→ EXERCISE BRIEF: Rewrite the listing below as a numbered list, one line per item, and leave out any blank lines.

→ DATA TO PROCESS:
** Start **

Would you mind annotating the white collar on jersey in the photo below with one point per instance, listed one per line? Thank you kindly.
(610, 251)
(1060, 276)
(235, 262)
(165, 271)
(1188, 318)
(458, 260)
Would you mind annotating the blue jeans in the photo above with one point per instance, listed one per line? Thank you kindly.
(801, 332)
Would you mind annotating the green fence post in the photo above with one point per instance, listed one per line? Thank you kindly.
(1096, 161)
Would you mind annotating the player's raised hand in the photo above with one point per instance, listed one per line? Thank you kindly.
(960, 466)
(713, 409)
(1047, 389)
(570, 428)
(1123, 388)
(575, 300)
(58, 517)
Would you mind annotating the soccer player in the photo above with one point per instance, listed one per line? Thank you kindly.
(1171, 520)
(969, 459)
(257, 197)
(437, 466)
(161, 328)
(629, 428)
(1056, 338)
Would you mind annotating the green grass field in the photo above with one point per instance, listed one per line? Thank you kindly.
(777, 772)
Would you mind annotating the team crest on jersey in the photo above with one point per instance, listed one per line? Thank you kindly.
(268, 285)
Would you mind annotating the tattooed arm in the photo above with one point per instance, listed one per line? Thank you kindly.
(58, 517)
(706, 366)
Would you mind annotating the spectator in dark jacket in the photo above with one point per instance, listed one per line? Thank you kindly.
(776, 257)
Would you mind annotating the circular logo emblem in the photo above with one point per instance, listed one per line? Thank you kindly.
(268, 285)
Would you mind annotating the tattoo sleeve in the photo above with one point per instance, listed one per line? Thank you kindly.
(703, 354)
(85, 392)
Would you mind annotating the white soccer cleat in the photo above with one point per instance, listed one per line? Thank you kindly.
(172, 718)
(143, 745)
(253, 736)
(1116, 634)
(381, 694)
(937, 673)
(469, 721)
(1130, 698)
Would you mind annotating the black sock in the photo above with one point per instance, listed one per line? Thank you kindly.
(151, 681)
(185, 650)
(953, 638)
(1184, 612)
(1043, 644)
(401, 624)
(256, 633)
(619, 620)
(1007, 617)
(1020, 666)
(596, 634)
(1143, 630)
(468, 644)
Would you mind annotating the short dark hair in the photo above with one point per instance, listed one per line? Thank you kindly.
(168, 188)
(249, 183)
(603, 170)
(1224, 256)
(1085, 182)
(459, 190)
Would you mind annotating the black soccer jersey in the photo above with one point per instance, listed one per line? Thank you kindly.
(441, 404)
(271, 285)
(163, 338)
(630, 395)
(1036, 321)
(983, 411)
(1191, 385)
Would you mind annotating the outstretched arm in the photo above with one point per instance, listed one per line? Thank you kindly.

** End **

→ SOLUTION:
1. Would you mind annotating the white collar on jersey in the photo below with one point per instance, listed one per line? Thank you kindly.
2. (610, 251)
3. (1060, 276)
4. (235, 262)
5. (165, 271)
6. (1188, 318)
7. (458, 260)
8. Would you mind annotating the blue jeans in the photo above with one point per instance, listed one per line? Thank you kindly.
9. (801, 332)
10. Would you mind annotating the green fence post in the photo above with one point per instance, listed one per line? Thank you kindly.
11. (1096, 161)
12. Would you mind annotating the player's raised hand in the photo above with one point per instance, listed one per line? Thank you kindly.
13. (960, 466)
14. (713, 409)
15. (1047, 389)
16. (570, 428)
17. (1123, 388)
18. (575, 300)
19. (58, 517)
20. Would you mind annotating the soccer player in the photo above with one point per instance, listed one per line? Thank you kindly.
21. (1171, 520)
22. (969, 459)
23. (257, 197)
24. (437, 466)
25. (161, 328)
26. (629, 428)
27. (1056, 338)
28. Would you mind annotating the green grass field in the photo above with one point per instance, listed one per line? Thank you kindly.
29. (777, 772)
30. Would you mind annotating the team crest on jersey in the photo above with one point per instance, listed one per line? Thank you kindly.
31. (268, 285)
32. Would you mind annotating the tattooed arm in the photo above with one point per instance, listed one per line? Thank you kindly.
33. (58, 517)
34. (706, 366)
35. Would you mind annotating the spectator in dark jacket in the photo above with one point per instance, listed one per line? Thank you kindly.
36. (776, 257)
37. Would you mind annotating the circular logo emblem in the photo above with one point per instance, listed one per line? Thank you kindly.
38. (268, 285)
39. Would you mind annotating the tattoo sleeve in the photo above with one point per instance, listed one per line? Thank you kindly.
40. (703, 354)
41. (85, 392)
42. Would you mind annotating the white soccer cleat in the photo above with one point per instance, listed one per line? Thank you kindly.
43. (172, 718)
44. (143, 745)
45. (253, 736)
46. (1116, 634)
47. (381, 694)
48. (937, 673)
49. (469, 721)
50. (1130, 698)
51. Would you mind annotating the black sock in the photo above with one point per instance, listed one per line? Thank you kindly.
52. (151, 681)
53. (185, 650)
54. (953, 638)
55. (1184, 612)
56. (1043, 644)
57. (401, 624)
58. (256, 633)
59. (619, 620)
60. (1007, 617)
61. (1020, 666)
62. (596, 634)
63. (1143, 630)
64. (468, 644)
65. Would you mind annotating the short dark hair in the photo above with one point per instance, listed one per line? Thank you kindly.
66. (168, 188)
67. (249, 183)
68. (603, 170)
69. (1224, 256)
70. (1085, 182)
71. (459, 190)
72. Would you mind annotating the black soccer jersey in the photo above with one point per instance, listed one per line? Thank you kindly.
73. (441, 404)
74. (271, 285)
75. (163, 338)
76. (630, 395)
77. (1036, 321)
78. (983, 411)
79. (1191, 385)
80. Would you mind annotating the outstretched arm in the photo above with one point per instance, listed one per line? Thank you kindly.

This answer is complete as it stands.